• **TASK INSTRUCTIONS**
Copy all of the records below word for word, leaving out the pictures.
··· DATA ROWS ···
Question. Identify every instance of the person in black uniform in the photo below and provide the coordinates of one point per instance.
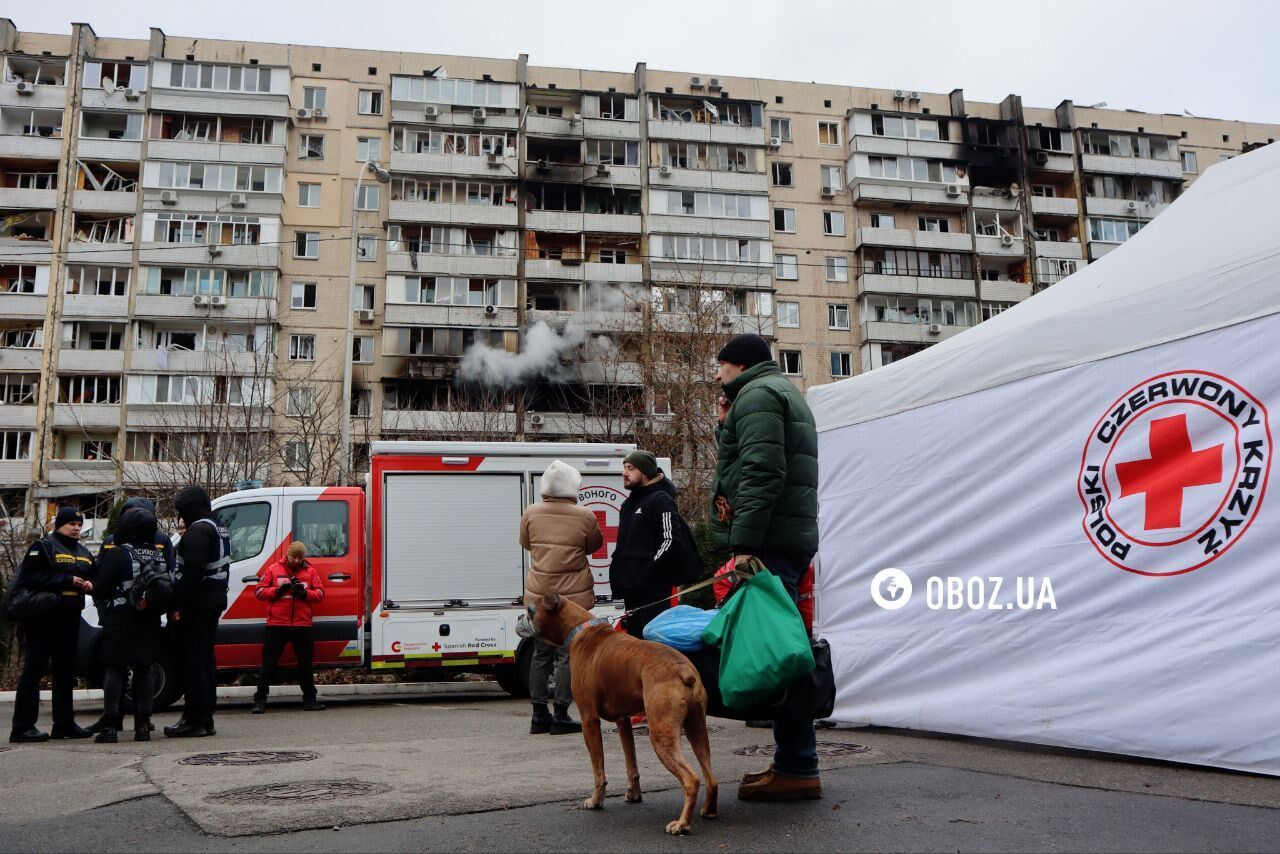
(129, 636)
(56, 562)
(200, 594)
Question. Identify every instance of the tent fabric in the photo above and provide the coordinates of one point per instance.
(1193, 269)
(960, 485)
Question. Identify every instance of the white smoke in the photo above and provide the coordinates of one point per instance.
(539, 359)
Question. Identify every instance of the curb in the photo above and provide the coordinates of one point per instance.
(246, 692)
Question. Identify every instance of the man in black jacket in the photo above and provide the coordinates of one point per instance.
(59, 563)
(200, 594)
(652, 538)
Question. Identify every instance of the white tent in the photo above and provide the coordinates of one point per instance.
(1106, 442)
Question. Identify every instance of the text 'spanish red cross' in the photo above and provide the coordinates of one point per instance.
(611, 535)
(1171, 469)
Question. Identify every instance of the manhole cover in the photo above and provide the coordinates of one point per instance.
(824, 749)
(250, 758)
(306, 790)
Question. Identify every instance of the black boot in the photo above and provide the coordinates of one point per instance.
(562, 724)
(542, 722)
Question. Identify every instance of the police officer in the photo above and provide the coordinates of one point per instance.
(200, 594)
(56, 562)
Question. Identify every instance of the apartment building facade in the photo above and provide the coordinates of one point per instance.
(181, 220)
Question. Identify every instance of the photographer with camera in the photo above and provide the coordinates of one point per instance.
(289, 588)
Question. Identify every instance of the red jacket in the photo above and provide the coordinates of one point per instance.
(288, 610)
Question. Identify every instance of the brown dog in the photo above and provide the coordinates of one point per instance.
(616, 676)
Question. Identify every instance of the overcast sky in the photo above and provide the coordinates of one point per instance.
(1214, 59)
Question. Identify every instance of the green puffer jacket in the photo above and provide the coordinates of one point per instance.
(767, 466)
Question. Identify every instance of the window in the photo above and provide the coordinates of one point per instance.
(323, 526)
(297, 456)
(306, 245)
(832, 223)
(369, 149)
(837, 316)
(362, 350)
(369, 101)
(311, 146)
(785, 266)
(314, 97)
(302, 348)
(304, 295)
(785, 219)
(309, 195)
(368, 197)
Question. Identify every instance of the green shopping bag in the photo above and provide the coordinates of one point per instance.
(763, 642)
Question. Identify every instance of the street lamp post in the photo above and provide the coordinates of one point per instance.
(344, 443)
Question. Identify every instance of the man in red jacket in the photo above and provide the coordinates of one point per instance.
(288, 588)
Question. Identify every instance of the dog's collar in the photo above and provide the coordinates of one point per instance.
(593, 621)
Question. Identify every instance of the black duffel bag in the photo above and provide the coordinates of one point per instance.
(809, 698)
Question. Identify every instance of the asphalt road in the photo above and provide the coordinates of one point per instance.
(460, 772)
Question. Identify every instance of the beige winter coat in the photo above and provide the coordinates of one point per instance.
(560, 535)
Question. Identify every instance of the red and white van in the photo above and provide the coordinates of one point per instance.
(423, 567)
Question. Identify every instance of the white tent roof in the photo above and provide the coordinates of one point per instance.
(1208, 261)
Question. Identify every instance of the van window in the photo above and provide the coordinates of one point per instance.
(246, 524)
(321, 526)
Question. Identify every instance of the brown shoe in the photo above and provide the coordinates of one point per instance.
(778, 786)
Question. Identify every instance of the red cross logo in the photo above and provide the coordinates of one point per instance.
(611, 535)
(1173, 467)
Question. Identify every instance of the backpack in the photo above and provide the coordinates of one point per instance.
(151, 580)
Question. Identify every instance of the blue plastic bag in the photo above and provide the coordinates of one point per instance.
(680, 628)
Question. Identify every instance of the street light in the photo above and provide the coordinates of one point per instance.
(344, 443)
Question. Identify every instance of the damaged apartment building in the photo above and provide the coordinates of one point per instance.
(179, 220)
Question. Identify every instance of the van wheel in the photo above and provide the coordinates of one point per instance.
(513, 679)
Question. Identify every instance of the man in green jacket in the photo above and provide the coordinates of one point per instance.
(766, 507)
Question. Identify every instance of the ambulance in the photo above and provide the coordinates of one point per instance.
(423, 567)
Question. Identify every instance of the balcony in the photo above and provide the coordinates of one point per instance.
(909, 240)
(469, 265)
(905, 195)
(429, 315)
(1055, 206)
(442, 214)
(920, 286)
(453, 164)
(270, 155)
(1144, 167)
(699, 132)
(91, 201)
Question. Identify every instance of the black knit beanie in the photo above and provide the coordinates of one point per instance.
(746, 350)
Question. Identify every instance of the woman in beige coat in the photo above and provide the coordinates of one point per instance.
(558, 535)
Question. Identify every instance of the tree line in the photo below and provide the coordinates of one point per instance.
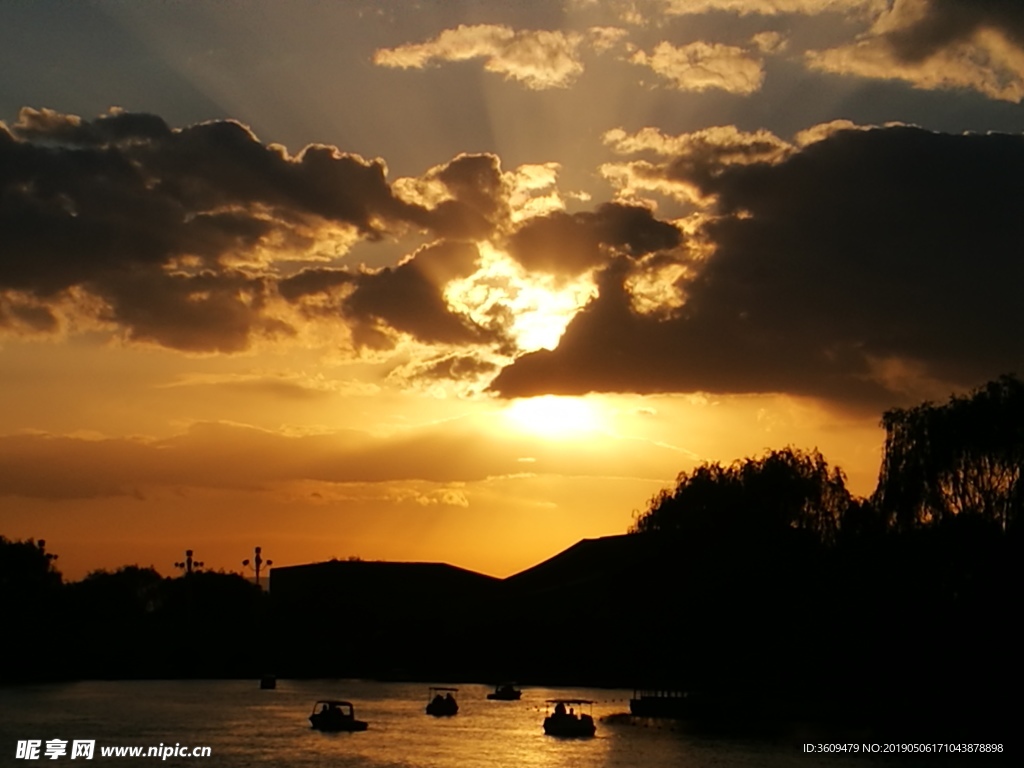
···
• **RESULT BELOW**
Question. Identify every instance of the person in black uniform in the photo below and provide the coordinates of one point per instance.
(129, 636)
(56, 562)
(200, 594)
Question. Identify every instance of the tent fabric in the photo above and provide the coordinates of one point per instance.
(1193, 269)
(960, 485)
Question. Identify every instance of the white smoke in the photo above and provide the coordinates of one point per instance.
(539, 359)
Question. Identify every instance of the curb in the photo above and provide the coordinates of one point per instance.
(246, 692)
Question. Identify every instance of the man in black jacket in the photo above and provide the coordinates of one point per instance.
(59, 563)
(200, 594)
(652, 538)
Question. Identify every instance of the white tent in the photo above and provide the coordinates of one point per instance.
(1106, 442)
Question. Identify every instance of the text 'spanish red cross' in the photo above and provide the coordinates of one point per instance.
(611, 535)
(1171, 469)
Question. Identify every instance of the manhole cover in the photo above and provide the coordinates of one point per instance.
(824, 749)
(250, 758)
(306, 790)
Question. Identify every instance of the black boot in the photo above and provide the coordinates of one point per instance.
(562, 724)
(542, 722)
Question. Identify every instance of the police officer in the photo above and provide the coordinates of one point per instance.
(200, 594)
(56, 562)
Question. Identify every instance of the apartment building facade in the photo above and provide the coordinates of one point per instance.
(181, 220)
Question. Identify every instance of the photographer with camera in the photo above and provide the coordinates of one point per instance.
(289, 588)
Question. Identify every instance of the red jacket in the photo above and provide the coordinates of one point per instance.
(288, 610)
Question. Identify every instance of the brown dog in the photo above and provide the coordinates of one point per instance.
(616, 676)
Question. Identify every instance of the overcast sky in the photo above and provide the coordinates of one point per instance.
(1214, 59)
Question. Identify every instance of the green puffer jacket in the photo above and provide the coordinates of one point per instance.
(767, 466)
Question. Identify every instance of the window in the photo above and provide the coordinates of one point per instance.
(323, 526)
(297, 456)
(306, 245)
(832, 223)
(369, 149)
(837, 316)
(362, 350)
(369, 101)
(311, 146)
(785, 266)
(314, 97)
(302, 348)
(304, 295)
(785, 219)
(309, 195)
(368, 197)
Question. Identify every instance of the green shopping bag in the photo above and provide the coordinates of one point per instance.
(763, 642)
Question. Identify every instance of the street lamp post in the photo above and provide the coordinates of one point per instance.
(344, 443)
Question. Identify every instance of the man in red jacket in the photo above and provide the coordinates of one point per instance.
(288, 588)
Question. Identify every instance of the dog's collar in the photo above and provide the coordinates of one point per instance.
(593, 621)
Question. Identify every instance of the black duffel bag in the photo above and provide the coordinates of one point per instance.
(809, 698)
Question. Identify every instance of the asphalt road in the photo above and provide the coordinates of one point per instance.
(460, 772)
Question. Identify every instance of the beige winter coat in the photo above and provide the coordinates of one point per instance.
(560, 535)
Question. Identify every instance of the red and white van in the photo above and provide the coordinates of one point per instance.
(423, 567)
Question. Identify every instance of the white tent roof in the photo above and provide the coordinates of one point per instance.
(1208, 261)
Question. Identify every instance of the van window in the photo above and provide the coordinates of one point per instance.
(246, 524)
(321, 526)
Question. Identify every instance of the brown shoe in the photo above and provide the coordinates of one point per instance.
(778, 786)
Question. Identify every instance of the red cross logo in the photo above and provide the coordinates of one point per instance.
(611, 535)
(1173, 467)
Question. Identify every instance of the backpack in the photo above and provide the coordinates of one point per instance.
(151, 580)
Question. Identify every instance of the blue plastic bag in the photo above and provide the coordinates of one point per instance.
(680, 628)
Question. Identify every instance of the street light in the photo above and provide the coordinates of one point per instance.
(344, 443)
Question. Identify every instance of the damaged apartment building in the photo above and provide the coordinates of one point per instance.
(179, 220)
Question. Identify every instance of the van wheel in the photo above and provide the coordinates of one point per instance.
(513, 679)
Question. Identify every instance of the man in green jacket in the photo above and provide the coordinates of one point per instance.
(766, 507)
Question. Identify every instance of the ambulance in the photo above and provide the coordinates of one point per instance.
(423, 567)
Question. Identify every instance of the balcony in the photo above and provide the coordinates of one point per instance.
(909, 240)
(469, 265)
(905, 195)
(429, 315)
(1055, 206)
(442, 214)
(920, 286)
(453, 164)
(270, 155)
(1144, 167)
(699, 132)
(91, 201)
Question. Identify every instance of the black knit beanie in the photo above and provide the coordinates of one point per instance.
(746, 350)
Question. Identify every instance of the woman in beige coat in the photo above and provide the coordinates of one point per instance.
(558, 535)
Question. Identify every instance of the tree line in the photo below and provide the coordinates of one point per instance.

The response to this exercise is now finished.